What you need to do
Can you set down every one of the following items word for word, with nothing changed?

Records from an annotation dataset

──────────

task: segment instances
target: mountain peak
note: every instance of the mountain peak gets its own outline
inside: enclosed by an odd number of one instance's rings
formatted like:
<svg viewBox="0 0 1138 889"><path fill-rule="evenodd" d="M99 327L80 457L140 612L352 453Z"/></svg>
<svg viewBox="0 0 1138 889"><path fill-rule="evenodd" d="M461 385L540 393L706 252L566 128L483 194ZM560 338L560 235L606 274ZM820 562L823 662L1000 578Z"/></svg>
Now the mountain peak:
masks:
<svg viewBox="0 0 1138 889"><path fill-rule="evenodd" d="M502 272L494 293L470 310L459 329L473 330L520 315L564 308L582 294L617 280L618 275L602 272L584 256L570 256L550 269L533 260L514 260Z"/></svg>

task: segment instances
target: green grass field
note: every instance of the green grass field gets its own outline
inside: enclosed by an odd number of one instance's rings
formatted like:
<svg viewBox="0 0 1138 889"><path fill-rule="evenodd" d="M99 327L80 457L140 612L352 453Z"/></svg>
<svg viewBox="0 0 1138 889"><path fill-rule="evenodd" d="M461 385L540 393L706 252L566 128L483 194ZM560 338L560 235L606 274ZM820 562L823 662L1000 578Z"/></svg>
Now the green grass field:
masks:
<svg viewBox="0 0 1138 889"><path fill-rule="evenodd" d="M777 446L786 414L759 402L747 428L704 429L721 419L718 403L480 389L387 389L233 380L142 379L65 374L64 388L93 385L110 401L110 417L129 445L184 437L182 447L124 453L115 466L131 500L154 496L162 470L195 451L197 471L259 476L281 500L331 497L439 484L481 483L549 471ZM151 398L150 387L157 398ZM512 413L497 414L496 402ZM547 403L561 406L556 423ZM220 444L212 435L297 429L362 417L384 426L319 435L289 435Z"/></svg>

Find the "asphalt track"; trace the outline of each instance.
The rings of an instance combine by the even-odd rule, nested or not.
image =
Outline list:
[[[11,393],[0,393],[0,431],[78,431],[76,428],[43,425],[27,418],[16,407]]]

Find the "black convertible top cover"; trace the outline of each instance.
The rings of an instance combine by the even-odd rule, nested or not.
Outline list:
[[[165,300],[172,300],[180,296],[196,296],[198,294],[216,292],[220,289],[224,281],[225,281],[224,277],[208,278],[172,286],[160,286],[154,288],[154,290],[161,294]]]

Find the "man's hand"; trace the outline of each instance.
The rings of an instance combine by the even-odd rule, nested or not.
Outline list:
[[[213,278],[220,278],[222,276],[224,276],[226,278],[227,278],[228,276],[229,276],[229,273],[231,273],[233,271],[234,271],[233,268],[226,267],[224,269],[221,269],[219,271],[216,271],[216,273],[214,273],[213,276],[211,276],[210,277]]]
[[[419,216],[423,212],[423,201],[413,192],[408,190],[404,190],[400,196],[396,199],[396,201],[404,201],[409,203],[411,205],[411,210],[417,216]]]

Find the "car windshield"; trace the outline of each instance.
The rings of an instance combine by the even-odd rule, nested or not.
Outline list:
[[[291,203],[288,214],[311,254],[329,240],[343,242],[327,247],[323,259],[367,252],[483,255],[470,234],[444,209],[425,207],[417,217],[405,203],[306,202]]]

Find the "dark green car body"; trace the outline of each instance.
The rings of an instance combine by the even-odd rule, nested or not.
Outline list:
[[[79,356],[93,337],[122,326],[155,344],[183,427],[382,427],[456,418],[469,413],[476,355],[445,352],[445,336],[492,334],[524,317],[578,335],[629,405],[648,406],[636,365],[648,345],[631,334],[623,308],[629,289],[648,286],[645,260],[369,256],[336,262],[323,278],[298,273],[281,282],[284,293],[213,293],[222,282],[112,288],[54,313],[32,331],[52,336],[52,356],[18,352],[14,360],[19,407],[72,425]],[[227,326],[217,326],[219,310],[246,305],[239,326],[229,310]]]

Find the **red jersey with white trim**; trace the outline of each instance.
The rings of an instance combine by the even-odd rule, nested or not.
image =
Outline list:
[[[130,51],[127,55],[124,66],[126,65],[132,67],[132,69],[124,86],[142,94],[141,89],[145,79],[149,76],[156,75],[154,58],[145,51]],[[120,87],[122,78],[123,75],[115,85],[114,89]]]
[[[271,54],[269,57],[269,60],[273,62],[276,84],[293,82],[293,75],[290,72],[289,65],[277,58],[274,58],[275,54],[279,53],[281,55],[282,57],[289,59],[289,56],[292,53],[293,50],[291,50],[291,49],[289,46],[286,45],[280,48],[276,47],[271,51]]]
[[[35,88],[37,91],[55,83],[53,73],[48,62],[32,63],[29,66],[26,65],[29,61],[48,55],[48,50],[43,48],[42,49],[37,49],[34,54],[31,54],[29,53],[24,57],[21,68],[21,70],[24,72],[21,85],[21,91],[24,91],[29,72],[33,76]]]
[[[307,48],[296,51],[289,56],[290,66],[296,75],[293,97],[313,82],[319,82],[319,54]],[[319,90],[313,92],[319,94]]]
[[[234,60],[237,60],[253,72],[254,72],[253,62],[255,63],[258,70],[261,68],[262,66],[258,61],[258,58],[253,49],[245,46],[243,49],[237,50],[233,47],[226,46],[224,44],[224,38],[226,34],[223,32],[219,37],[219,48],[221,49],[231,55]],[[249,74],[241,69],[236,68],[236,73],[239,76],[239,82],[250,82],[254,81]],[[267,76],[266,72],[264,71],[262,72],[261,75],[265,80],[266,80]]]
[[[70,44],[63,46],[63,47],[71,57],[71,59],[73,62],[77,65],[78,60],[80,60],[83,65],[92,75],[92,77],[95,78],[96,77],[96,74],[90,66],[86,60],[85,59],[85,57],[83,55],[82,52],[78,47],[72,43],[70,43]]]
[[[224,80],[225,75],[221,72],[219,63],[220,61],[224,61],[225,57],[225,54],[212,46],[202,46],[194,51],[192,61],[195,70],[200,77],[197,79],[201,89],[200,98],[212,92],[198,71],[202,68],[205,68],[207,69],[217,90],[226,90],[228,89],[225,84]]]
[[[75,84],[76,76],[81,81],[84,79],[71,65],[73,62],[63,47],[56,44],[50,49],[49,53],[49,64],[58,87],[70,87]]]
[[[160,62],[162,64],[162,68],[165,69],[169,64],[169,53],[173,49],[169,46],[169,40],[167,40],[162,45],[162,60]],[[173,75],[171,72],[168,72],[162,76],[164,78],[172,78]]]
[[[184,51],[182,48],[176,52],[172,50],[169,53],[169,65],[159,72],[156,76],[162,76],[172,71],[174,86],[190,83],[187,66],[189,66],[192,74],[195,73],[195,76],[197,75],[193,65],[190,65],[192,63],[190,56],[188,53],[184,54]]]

──────────

Result below
task: segment instances
target: mountain peak
note: every instance of the mountain peak gets its own outline
inside: enclosed by an odd number of one instance's rings
formatted like:
<svg viewBox="0 0 1138 889"><path fill-rule="evenodd" d="M99 327L80 457L140 612L352 453Z"/></svg>
<svg viewBox="0 0 1138 889"><path fill-rule="evenodd" d="M461 385L540 393L706 252L566 128L483 194ZM560 338L560 235L606 274ZM820 562L823 662L1000 578Z"/></svg>
Now the mountain peak:
masks:
<svg viewBox="0 0 1138 889"><path fill-rule="evenodd" d="M502 272L494 293L470 310L459 329L473 330L520 315L564 308L582 294L617 280L618 275L602 272L584 256L570 256L550 269L533 260L514 260Z"/></svg>

task: segment instances
target: green grass field
note: every instance of the green grass field gets its own outline
inside: enclosed by an odd number of one instance's rings
formatted like:
<svg viewBox="0 0 1138 889"><path fill-rule="evenodd" d="M99 327L80 457L140 612L352 453Z"/></svg>
<svg viewBox="0 0 1138 889"><path fill-rule="evenodd" d="M461 385L540 393L706 252L566 128L483 194ZM560 338L560 235L606 274ZM820 562L823 662L1000 578Z"/></svg>
Now the green grass field:
masks:
<svg viewBox="0 0 1138 889"><path fill-rule="evenodd" d="M777 446L786 414L759 402L747 428L704 429L721 419L718 403L480 389L387 389L233 380L142 379L65 374L64 388L93 385L110 401L110 417L129 445L184 437L182 447L124 453L115 466L131 500L154 496L162 470L195 451L197 471L259 476L281 500L331 497L439 484L481 483L549 471ZM151 398L150 387L157 398ZM512 413L497 414L496 402ZM547 403L561 406L556 423ZM220 444L212 435L297 429L362 417L384 426L319 435L289 435Z"/></svg>

Find the "asphalt track"; trace the outline of each instance.
The rings of an instance combine by the even-odd rule, nested or not.
image =
Outline list:
[[[11,393],[0,393],[0,431],[78,431],[76,428],[43,425],[27,418],[16,407]]]

Find the "black convertible top cover"; trace the outline of each instance.
The rings of an instance combine by the even-odd rule, nested or not.
Outline list:
[[[165,300],[172,300],[180,296],[196,296],[198,294],[216,292],[220,289],[224,281],[225,281],[224,277],[208,278],[172,286],[160,286],[154,288],[154,290],[161,294]]]

Find the "man's hand"; trace the outline of each instance.
The rings of an instance combine by the even-odd rule, nested or not.
Outline list:
[[[213,278],[220,278],[222,276],[224,276],[226,278],[227,278],[228,276],[229,276],[229,273],[231,273],[233,271],[234,271],[233,268],[226,267],[224,269],[221,269],[219,271],[216,271],[216,273],[214,273],[213,276],[211,276],[210,277]]]
[[[419,216],[423,212],[423,201],[413,192],[408,190],[404,190],[400,196],[396,199],[396,201],[404,201],[409,203],[411,205],[411,210],[417,216]]]

Find the "car windshield"; trace the outline of each instance.
The rings of an instance combine by the even-odd rule, nested or not.
Outline list:
[[[291,203],[288,214],[311,254],[329,240],[343,242],[327,247],[323,259],[367,252],[483,255],[470,234],[444,209],[425,207],[417,217],[405,203],[306,202]]]

Find the "dark green car body"; trace the outline of each instance.
The rings of an instance combine by the even-odd rule, nested or not.
Outline list:
[[[79,356],[93,337],[122,326],[155,344],[183,427],[382,427],[456,418],[469,413],[476,355],[445,352],[445,336],[492,334],[524,317],[578,335],[629,405],[648,406],[636,365],[648,345],[631,334],[623,308],[629,289],[648,286],[645,260],[369,256],[336,262],[323,278],[298,273],[281,282],[284,293],[213,293],[222,282],[112,288],[54,313],[32,331],[52,336],[52,356],[18,352],[14,360],[19,407],[72,425]],[[227,326],[217,326],[219,310],[246,305],[239,326],[229,310]]]

Find the **red jersey with white trim**; trace the outline of each instance.
The rings of an instance combine by the even-odd rule, nested or not.
image =
Outline list:
[[[130,51],[127,55],[124,66],[126,65],[132,67],[132,69],[124,86],[142,94],[141,89],[145,79],[149,76],[156,75],[154,58],[145,51]],[[120,87],[122,78],[123,75],[115,85],[114,89]]]
[[[271,54],[269,57],[269,60],[273,62],[276,84],[293,82],[293,75],[290,72],[289,65],[277,58],[274,58],[275,54],[279,53],[281,55],[282,57],[289,59],[289,56],[292,53],[293,50],[291,50],[291,49],[289,46],[286,45],[280,48],[276,47],[271,51]]]
[[[35,88],[37,91],[55,83],[53,73],[48,62],[32,63],[29,66],[26,65],[29,61],[48,55],[48,50],[43,48],[42,49],[37,49],[34,54],[31,54],[29,53],[24,57],[21,68],[21,70],[24,72],[21,85],[21,91],[24,91],[29,72],[33,76]]]
[[[307,48],[296,51],[289,56],[290,66],[296,75],[293,97],[313,82],[319,82],[319,54]],[[319,90],[313,92],[319,94]]]
[[[234,60],[237,60],[253,72],[254,72],[253,62],[255,63],[258,70],[261,68],[262,66],[258,61],[258,58],[253,49],[245,46],[243,49],[237,50],[233,47],[226,46],[224,44],[224,38],[226,34],[223,32],[219,37],[219,48],[221,49],[231,55]],[[249,74],[241,69],[236,68],[236,73],[239,76],[239,82],[250,82],[254,81]],[[267,76],[266,72],[264,71],[262,72],[261,75],[265,80],[266,80]]]
[[[70,44],[63,46],[63,47],[71,57],[71,59],[73,62],[77,65],[78,60],[80,60],[83,65],[92,75],[92,77],[95,78],[96,77],[96,74],[90,66],[86,60],[85,59],[85,57],[83,55],[82,52],[78,47],[72,43],[70,43]]]
[[[224,80],[225,75],[221,72],[219,63],[220,61],[224,61],[225,57],[225,54],[212,46],[202,46],[194,51],[192,61],[195,70],[200,77],[197,79],[201,89],[200,98],[212,92],[198,71],[202,68],[205,68],[207,69],[217,90],[226,90],[228,89],[225,84]]]
[[[75,84],[76,76],[81,81],[84,79],[71,65],[73,62],[63,47],[56,44],[50,49],[49,53],[49,64],[58,87],[70,87]]]
[[[160,62],[162,64],[162,68],[165,69],[169,64],[169,53],[173,49],[169,46],[169,40],[167,40],[162,45],[162,60]],[[173,75],[171,72],[168,72],[162,76],[164,78],[172,78]]]
[[[184,51],[182,48],[176,52],[172,50],[169,53],[169,65],[159,72],[156,76],[162,76],[172,71],[174,86],[190,83],[187,66],[189,66],[192,74],[195,73],[195,76],[197,75],[193,65],[190,65],[192,63],[190,56],[188,53],[184,54]]]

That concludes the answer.